**依頼文 A**
以下の本文によると、小説の主人公ファーロングが苦労して築き上げたのは何の店ですか。
**依頼文 B**
以下の本文のうち、「小説の主人公ファーロングは1」を含む語句で始まり「ない者には理解できない状況。」で終わる部分を、一字一句変えずにもう一度書き出してください。
**依頼文 C**
次の(i)〜(iii)の記述が以下の本文の内容と一致するかどうかを、それぞれ「はい」か「いいえ」で答えてください。判断の根拠となる本文の語句も、そのまま引用して示してください。
(i) この小説の原題は「Small Things Like These」である。
(ii) 著者は1992年に作家としてデビューした。
(iii) アイルランドには、未婚の妊娠女性などを送り込む施設が1996年まで実在した。

読み進めるうち、クリスマスの時期が舞台であり、主人公は苦労人の商売人。なにかディケンズのクリスマス・キャロルと重ねてしまった。ファーロングはこれまでの自分の人生を振り返り、いろいろな考えにふけり・・・ ある決断に・・
また、ジュディ・デンチ主演で似たような設定の映画をみたなあ、と思い出した。「あなたを抱きしめる日まで」2013製作。BSでみたのだが、ジュディ・デンチ演じるフィロミナは今はイギリスで暮らしているが、アイルランド生まれで、実は50年前に10代で妊娠し、施設で出産し子供は3歳でアメリカに養子に出された。その子を探す、という話だった。これは実話だった。
https://booklog.jp/item/1/B011IRKLN4
この実話の映画をふまえると、この小説はまさに現代版「クリスマス・キャロル」。こうあったらという理想形が描かれている。
小説の主人公ファーロングは1946年、母親がお屋敷に奉公中、16歳で父が誰だか分からない子、として生んだ子だった。母は12歳の時死んだが、引き続きお屋敷の女主人が面倒を見てくれ、専門学校まで出してもらい、苦労して薪炭店を築き上げ、妻と5人の娘がいる身なのだ。
その女子修道院では洗濯所をやっておりその仕上がりは評判がよかった。一方そこにいる少女たちはこき使われている、未婚で身籠ったからいるんだ、という噂もあった。アイルランドでは実際1925年から1996年まで、未婚の妊娠女性などを送り込む施設が実在した、と括弧つきで説明が入る。
冒頭に、アイルランドの母子収容施設と、<マグダレン選択所>での苦難の時を過ごした、女性と子どもたち、そしてメアリ・マッケイ先生にこの物語を捧げる。とある。
最後の「読者のみなさんへ」とした、著者の弁で、アイルランドの女子収容施設にふれている。文中にもあったように、1996年まで未婚で妊娠した女性を収容し出産させ養子に出す、というような施設があった、そういう事を描くため、ファーロングを配し物語を作ったのだろう。
キリスト教ではないので、信仰の心境というのはわからないのだが、この小説では設定をクリスマスの時期にして、カトリック教徒のクリスマス行事を絡ませている。生活の中にカトリックの信仰があるような描き方。でも施設で養子縁組するのにそれで修道院はお金を得ていて、そして堕胎は罪だとし、・・なにかキリスト教ではない者には理解できない状況。
原題:Small Things Like These
映画化され2025年に公開予定。
著者:クレア・キーガン(女性):1968年アイルランド共和国ウィックロー県生まれ。17歳と時アメリカに渡りロヨラ大学で英文学と政治学を学ぶ。1992年アイルランドに帰国し、1999年「南極大陸」(短編集)でデビュー。
2021発表
2024.10.25初版 図書館
ジュディ・デンチの映画「あなたを抱きしめる日まで」

データの行:
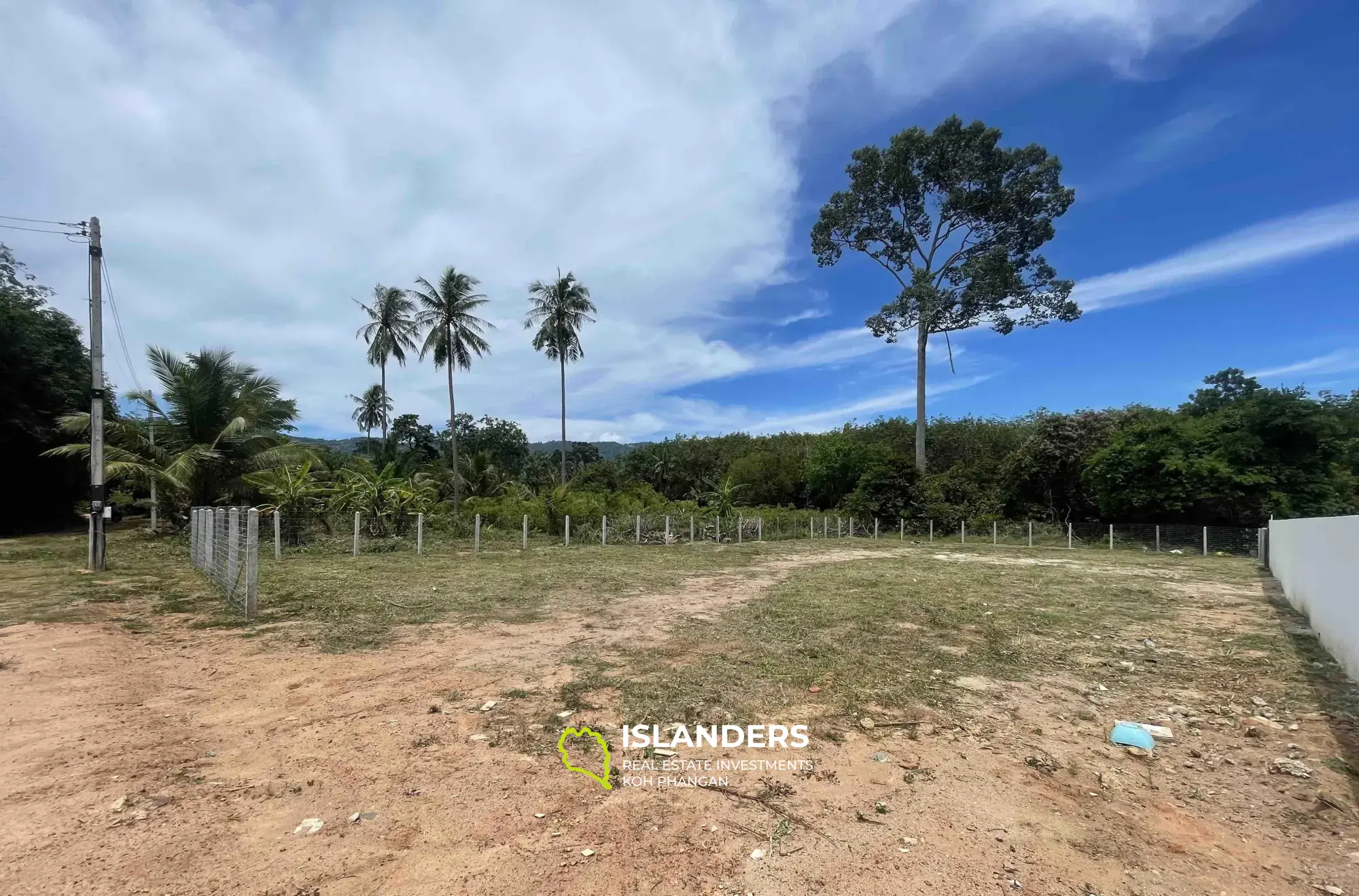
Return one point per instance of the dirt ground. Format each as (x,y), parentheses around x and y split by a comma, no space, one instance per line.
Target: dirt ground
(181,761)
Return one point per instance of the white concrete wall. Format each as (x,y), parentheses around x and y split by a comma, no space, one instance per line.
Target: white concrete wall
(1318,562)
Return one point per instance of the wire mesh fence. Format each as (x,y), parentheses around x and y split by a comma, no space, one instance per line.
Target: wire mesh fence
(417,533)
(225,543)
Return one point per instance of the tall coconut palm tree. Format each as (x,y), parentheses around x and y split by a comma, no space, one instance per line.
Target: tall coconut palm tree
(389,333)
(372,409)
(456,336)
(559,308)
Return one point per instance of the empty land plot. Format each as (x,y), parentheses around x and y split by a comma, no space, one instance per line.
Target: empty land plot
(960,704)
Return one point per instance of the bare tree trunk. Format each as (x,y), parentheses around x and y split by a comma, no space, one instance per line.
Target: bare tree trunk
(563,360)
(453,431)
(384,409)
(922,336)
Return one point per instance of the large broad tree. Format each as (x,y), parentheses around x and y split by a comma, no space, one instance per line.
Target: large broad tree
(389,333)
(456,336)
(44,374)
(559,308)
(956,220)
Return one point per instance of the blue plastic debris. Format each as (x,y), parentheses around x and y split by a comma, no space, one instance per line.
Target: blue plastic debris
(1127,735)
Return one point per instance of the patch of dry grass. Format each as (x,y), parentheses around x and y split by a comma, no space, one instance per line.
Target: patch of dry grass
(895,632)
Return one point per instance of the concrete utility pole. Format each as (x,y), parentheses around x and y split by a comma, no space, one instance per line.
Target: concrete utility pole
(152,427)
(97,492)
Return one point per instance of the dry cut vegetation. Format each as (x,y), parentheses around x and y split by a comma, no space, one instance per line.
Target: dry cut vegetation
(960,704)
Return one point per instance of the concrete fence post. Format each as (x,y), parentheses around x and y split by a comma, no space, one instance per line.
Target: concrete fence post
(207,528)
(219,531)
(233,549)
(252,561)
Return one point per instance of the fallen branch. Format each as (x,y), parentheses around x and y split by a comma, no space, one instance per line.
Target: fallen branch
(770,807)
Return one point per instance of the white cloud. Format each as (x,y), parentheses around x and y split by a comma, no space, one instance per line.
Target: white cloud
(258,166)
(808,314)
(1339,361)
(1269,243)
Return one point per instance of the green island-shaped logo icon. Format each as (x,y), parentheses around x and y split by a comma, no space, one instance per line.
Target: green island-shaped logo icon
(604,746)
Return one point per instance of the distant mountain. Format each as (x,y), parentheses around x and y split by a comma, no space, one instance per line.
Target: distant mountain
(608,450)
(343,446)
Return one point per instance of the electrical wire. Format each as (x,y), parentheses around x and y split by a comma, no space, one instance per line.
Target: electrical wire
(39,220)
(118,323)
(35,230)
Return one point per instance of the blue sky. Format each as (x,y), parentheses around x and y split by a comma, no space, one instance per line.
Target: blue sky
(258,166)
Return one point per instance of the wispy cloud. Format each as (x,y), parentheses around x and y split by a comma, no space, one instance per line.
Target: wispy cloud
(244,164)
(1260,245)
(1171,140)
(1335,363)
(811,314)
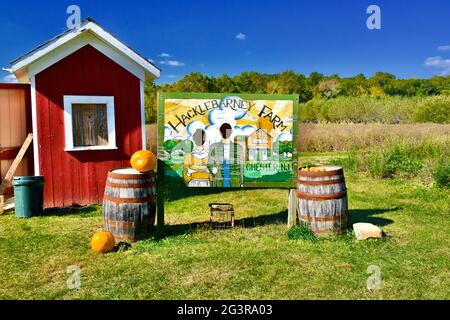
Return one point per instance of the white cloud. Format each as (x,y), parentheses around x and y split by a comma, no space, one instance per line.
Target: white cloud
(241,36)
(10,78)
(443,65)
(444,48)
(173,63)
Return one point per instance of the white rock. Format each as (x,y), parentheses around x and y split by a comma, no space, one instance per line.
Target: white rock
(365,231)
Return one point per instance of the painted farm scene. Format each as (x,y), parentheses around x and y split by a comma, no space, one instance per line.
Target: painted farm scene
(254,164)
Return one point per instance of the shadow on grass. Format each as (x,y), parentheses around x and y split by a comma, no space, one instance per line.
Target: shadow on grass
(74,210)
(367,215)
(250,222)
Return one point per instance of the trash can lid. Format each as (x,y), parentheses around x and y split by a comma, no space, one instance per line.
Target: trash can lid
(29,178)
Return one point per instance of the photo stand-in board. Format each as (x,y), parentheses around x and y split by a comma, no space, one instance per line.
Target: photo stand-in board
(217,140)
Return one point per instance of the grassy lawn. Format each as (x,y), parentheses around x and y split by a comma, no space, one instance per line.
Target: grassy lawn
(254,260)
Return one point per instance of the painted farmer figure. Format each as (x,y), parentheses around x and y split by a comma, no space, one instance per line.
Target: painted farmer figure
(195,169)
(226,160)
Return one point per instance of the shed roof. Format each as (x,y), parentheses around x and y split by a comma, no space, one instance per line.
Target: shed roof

**完全な解答 A**
ファーロングが築き上げたのは薪炭店です。

**完全な解答 B**
小説の主人公ファーロングは1946年、母親がお屋敷に奉公中、16歳で父が誰だか分からない子、として生んだ子だった。母は12歳の時死んだが、引き続きお屋敷の女主人が面倒を見てくれ、専門学校まで出してもらい、苦労して薪炭店を築き上げ、妻と5人の娘がいる身なのだ。
その女子修道院では洗濯所をやっておりその仕上がりは評判がよかった。一方そこにいる少女たちはこき使われている、未婚で身籠ったからいるんだ、という噂もあった。アイルランドでは実際1925年から1996年まで、未婚の妊娠女性などを送り込む施設が実在した、と括弧つきで説明が入る。
冒頭に、アイルランドの母子収容施設と、<マグダレン選択所>での苦難の時を過ごした、女性と子どもたち、そしてメアリ・マッケイ先生にこの物語を捧げる。とある。
最後の「読者のみなさんへ」とした、著者の弁で、アイルランドの女子収容施設にふれている。文中にもあったように、1996年まで未婚で妊娠した女性を収容し出産させ養子に出す、というような施設があった、そういう事を描くため、ファーロングを配し物語を作ったのだろう。
キリスト教ではないので、信仰の心境というのはわからないのだが、この小説では設定をクリスマスの時期にして、カトリック教徒のクリスマス行事を絡ませている。生活の中にカトリックの信仰があるような描き方。でも施設で養子縁組するのにそれで修道院はお金を得ていて、そして堕胎は罪だとし、・・なにかキリスト教ではない者には理解できない状況。

**完全な解答 C**
(i) はい。「原題:Small Things Like These」
(ii) いいえ。「1999年「南極大陸」(短編集)でデビュー」
(iii) はい。「1925年から1996年まで、未婚の妊娠女性などを送り込む施設が実在した」